— BEGIN Records for this exercise —

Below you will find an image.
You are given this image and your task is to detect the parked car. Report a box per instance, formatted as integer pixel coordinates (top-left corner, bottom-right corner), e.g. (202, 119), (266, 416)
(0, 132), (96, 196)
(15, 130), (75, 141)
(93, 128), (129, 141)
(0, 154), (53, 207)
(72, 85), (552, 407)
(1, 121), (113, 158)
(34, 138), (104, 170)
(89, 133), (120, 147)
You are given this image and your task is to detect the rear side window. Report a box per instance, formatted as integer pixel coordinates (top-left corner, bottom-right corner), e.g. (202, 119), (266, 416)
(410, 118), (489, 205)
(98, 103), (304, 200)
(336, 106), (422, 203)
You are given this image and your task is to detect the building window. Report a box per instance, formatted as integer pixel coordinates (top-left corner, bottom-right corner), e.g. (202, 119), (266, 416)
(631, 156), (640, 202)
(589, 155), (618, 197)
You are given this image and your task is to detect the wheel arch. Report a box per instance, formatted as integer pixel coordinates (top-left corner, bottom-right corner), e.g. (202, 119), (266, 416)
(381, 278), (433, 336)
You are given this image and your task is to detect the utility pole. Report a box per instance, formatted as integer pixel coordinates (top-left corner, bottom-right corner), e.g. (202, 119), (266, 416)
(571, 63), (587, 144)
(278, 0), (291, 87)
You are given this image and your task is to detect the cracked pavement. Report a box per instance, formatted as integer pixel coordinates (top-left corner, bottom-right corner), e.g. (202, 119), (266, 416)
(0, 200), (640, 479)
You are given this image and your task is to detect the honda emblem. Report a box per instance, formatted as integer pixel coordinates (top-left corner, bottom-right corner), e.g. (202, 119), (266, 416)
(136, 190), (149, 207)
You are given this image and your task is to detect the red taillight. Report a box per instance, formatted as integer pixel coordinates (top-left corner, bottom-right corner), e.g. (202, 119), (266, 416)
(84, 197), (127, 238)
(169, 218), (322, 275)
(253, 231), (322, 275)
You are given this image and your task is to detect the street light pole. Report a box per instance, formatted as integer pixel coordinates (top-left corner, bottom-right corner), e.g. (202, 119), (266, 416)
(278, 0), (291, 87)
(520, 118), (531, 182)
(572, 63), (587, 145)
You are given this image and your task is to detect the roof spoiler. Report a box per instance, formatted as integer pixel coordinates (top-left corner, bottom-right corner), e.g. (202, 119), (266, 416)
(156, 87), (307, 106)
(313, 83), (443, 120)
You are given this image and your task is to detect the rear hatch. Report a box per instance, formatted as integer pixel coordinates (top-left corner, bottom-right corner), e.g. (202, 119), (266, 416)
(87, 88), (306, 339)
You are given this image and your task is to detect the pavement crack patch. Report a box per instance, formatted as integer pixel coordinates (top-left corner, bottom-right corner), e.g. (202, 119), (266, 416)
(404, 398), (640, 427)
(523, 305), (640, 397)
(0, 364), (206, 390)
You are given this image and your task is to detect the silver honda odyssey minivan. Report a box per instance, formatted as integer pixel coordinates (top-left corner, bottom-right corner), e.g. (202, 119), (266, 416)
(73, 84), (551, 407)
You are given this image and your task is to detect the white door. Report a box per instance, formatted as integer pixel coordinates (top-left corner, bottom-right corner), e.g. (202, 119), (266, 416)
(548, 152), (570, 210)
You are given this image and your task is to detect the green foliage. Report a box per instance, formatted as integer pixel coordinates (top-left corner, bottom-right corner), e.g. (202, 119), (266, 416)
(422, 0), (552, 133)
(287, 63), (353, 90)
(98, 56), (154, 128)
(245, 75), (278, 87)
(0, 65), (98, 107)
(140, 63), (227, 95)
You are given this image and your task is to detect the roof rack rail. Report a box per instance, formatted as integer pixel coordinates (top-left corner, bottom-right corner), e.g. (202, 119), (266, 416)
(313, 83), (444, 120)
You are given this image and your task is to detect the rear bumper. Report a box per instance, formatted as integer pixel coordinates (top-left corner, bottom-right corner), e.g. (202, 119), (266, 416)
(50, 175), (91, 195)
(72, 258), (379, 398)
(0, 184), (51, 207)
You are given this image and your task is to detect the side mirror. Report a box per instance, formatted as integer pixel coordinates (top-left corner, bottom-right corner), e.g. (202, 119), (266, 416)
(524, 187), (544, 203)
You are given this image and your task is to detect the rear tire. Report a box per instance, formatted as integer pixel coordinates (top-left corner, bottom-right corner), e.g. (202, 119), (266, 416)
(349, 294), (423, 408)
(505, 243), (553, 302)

— END Records for this exercise —
— BEGIN Records for this exercise —

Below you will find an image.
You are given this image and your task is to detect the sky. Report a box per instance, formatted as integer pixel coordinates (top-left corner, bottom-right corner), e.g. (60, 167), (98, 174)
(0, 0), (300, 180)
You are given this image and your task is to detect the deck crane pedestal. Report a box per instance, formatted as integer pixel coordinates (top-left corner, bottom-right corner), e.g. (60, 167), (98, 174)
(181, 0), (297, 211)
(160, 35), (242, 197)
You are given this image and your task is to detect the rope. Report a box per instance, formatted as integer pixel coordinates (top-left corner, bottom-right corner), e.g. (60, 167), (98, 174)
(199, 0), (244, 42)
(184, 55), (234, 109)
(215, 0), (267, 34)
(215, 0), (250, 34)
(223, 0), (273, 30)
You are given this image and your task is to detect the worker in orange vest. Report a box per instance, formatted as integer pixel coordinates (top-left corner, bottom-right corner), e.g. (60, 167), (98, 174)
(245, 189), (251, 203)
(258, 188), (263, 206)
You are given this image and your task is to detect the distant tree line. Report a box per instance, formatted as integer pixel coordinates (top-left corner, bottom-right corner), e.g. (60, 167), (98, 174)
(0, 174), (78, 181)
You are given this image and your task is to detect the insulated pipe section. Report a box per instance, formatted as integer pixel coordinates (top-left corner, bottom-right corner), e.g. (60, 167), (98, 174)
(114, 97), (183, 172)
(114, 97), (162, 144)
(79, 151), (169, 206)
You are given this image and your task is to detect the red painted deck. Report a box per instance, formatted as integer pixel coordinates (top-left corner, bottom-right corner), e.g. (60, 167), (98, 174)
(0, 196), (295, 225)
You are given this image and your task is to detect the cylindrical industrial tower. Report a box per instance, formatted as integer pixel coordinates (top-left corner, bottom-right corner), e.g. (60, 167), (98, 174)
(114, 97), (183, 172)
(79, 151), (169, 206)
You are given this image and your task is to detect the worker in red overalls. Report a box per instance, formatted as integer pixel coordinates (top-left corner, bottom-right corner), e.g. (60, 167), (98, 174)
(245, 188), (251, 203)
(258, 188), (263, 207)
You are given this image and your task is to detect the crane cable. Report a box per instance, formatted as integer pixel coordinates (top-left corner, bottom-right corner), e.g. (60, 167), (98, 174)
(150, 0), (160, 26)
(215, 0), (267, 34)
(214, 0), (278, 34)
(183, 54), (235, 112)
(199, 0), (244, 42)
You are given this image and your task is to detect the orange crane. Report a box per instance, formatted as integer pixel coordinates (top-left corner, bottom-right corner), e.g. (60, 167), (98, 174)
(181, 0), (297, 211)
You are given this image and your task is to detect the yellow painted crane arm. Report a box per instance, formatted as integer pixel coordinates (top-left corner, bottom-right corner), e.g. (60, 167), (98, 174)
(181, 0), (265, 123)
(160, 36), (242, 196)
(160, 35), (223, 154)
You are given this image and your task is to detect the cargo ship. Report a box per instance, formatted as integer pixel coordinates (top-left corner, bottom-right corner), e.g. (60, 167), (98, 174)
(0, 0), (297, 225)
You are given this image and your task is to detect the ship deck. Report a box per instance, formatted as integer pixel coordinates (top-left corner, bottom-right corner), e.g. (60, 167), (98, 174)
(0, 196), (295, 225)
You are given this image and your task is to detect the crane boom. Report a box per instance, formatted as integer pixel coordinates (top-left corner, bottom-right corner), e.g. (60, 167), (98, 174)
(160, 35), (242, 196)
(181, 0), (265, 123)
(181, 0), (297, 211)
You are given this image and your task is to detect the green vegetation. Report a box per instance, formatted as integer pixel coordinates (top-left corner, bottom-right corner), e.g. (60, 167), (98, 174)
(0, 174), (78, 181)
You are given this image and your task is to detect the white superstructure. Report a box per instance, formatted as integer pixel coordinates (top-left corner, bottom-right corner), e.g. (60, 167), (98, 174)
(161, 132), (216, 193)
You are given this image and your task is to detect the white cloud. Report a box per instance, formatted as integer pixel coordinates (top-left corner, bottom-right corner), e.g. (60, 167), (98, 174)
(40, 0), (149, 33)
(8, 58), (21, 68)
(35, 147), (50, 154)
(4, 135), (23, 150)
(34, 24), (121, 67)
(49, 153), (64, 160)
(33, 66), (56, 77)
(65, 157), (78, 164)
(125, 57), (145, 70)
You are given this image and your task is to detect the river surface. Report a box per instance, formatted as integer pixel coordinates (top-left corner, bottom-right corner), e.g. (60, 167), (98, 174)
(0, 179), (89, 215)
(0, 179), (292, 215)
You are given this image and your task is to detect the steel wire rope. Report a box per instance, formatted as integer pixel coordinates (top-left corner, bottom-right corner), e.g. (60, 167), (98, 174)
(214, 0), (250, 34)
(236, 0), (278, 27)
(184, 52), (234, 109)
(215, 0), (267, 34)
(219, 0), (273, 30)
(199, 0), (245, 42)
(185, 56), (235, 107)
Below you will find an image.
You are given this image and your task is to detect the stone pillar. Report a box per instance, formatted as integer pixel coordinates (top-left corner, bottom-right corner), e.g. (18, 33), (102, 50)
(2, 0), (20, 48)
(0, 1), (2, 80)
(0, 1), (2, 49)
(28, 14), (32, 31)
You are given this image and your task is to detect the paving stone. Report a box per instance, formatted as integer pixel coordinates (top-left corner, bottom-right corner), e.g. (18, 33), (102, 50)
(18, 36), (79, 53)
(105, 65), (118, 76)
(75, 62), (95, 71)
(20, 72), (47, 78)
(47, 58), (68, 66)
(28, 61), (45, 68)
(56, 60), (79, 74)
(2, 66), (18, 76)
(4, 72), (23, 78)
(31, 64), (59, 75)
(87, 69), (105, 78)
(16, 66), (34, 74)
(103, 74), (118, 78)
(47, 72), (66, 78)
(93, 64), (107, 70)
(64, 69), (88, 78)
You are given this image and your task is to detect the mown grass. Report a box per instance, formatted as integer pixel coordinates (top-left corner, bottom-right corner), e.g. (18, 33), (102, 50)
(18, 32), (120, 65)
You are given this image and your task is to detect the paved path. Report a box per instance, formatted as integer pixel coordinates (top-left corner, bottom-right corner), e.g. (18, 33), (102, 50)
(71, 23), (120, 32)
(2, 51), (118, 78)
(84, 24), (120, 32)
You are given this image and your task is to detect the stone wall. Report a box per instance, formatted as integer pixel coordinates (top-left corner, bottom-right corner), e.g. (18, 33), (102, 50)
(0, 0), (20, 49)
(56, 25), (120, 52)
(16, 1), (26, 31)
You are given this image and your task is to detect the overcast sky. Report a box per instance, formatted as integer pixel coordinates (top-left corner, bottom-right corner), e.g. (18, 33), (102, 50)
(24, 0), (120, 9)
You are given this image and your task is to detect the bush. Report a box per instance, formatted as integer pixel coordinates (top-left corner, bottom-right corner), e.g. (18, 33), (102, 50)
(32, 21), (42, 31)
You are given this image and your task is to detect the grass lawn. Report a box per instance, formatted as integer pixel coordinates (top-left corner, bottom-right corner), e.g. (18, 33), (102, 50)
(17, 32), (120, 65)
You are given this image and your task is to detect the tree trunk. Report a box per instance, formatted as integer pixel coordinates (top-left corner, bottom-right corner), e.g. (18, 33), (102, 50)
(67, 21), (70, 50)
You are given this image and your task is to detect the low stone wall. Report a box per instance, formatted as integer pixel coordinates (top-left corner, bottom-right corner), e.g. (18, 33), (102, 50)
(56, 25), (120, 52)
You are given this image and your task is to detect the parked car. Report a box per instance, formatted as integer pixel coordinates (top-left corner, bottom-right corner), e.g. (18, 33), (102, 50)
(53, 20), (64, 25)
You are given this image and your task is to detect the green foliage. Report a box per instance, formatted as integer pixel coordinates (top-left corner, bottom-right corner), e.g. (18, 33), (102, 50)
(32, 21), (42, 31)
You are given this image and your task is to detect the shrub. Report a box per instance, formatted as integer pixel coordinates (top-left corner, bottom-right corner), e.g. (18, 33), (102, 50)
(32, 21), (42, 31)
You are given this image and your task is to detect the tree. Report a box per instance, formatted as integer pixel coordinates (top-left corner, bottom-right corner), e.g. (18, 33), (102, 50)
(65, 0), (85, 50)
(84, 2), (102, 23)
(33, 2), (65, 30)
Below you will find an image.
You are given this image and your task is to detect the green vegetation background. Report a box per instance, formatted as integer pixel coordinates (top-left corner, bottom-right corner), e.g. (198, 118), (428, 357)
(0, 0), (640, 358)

— END Records for this exercise —
— BEGIN Records for this exercise —

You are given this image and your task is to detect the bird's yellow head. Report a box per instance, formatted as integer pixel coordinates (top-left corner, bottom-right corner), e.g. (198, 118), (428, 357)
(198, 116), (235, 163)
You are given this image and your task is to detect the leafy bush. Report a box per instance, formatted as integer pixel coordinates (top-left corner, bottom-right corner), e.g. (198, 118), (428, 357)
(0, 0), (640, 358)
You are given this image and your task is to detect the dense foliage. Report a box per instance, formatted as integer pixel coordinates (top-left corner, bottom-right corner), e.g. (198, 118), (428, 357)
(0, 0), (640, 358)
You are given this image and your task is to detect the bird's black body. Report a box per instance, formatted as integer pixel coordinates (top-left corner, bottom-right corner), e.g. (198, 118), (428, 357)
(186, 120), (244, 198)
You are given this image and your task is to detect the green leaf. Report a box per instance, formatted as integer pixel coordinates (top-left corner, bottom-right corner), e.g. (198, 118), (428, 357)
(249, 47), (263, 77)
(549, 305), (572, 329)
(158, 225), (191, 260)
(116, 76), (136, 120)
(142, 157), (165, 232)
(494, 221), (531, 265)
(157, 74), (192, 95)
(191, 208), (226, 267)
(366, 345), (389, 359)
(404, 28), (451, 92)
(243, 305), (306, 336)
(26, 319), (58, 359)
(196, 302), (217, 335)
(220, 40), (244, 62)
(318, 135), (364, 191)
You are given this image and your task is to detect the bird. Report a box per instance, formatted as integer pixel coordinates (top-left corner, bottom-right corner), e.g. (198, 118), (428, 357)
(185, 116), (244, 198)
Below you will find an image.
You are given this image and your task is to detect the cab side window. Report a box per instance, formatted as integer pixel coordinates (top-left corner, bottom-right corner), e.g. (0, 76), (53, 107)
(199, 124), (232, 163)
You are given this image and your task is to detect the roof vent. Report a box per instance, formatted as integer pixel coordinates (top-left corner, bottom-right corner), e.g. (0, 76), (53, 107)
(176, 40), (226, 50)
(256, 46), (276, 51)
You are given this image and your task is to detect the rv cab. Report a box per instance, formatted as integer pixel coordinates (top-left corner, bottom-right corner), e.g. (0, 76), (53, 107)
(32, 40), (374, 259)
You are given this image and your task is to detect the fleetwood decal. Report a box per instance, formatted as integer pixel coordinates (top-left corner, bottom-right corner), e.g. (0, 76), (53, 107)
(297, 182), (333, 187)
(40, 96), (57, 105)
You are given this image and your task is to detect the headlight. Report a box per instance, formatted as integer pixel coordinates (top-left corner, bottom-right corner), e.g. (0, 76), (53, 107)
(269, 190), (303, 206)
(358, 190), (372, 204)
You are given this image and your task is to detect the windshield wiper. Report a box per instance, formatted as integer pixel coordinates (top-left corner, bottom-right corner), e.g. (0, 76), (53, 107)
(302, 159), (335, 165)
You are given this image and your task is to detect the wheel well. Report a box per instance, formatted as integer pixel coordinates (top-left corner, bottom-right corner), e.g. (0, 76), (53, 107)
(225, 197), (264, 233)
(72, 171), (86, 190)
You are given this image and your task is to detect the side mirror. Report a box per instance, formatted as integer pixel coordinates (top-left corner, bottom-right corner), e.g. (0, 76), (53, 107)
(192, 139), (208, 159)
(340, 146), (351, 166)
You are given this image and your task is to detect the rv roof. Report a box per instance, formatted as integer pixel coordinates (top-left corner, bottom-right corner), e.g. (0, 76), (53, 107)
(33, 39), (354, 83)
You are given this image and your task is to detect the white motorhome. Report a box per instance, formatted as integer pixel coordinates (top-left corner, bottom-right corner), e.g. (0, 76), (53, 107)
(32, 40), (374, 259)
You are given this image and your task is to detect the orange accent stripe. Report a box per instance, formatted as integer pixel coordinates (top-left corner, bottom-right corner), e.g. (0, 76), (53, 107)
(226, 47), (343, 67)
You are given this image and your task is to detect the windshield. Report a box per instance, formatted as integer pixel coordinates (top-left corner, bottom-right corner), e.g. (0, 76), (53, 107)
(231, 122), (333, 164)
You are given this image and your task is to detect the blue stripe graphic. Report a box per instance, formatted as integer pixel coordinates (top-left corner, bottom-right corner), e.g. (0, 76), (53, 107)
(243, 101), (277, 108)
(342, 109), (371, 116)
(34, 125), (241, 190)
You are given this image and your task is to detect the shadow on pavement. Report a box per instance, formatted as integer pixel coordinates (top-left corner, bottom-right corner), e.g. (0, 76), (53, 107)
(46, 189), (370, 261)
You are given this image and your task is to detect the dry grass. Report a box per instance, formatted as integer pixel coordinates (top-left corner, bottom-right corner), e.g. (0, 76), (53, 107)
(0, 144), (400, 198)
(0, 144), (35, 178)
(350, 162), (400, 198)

— END Records for this exercise —

### Your goal
Count the rows above that contain the word "windshield", matching case exactly. Give only the number.

### Exercise response
2